Stored records

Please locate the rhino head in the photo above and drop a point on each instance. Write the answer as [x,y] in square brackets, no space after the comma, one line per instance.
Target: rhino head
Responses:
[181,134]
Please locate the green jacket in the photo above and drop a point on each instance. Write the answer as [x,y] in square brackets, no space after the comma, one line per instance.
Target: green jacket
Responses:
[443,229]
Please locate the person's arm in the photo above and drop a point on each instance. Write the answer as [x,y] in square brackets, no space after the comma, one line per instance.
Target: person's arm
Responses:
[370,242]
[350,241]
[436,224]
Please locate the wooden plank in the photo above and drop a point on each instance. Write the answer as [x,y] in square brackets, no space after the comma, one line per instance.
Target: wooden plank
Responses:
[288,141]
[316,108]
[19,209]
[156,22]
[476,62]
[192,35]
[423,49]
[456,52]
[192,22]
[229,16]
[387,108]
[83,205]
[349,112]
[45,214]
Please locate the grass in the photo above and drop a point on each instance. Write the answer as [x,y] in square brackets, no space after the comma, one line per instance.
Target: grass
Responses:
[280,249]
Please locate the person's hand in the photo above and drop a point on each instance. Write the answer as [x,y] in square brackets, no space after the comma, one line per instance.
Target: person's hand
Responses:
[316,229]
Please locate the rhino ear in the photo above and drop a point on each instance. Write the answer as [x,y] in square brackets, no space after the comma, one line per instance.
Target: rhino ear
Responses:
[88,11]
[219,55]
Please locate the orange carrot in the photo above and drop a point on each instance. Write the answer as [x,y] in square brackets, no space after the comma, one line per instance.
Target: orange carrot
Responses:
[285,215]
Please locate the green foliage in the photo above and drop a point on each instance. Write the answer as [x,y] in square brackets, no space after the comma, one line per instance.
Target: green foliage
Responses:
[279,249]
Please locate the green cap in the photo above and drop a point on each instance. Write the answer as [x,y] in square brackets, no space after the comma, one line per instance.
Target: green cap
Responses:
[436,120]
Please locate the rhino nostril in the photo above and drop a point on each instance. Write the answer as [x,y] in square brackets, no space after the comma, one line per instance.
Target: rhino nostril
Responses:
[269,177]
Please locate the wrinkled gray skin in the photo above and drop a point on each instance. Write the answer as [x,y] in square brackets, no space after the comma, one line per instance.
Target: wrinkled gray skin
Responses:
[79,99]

WHAT YOU NEED TO DO
Rewrite the items from the line containing "Please locate the wrinkled" through the last line, swapping "wrinkled gray skin" for "rough gray hide" and leaving everything else as it is.

EXERCISE SOLUTION
Please locate the rough gray hide in the photo above and drop a point on each instance. Write the answer as [x,y] in square brackets, no space after the comma, one line per instance.
Target: rough gray hide
Responses:
[79,99]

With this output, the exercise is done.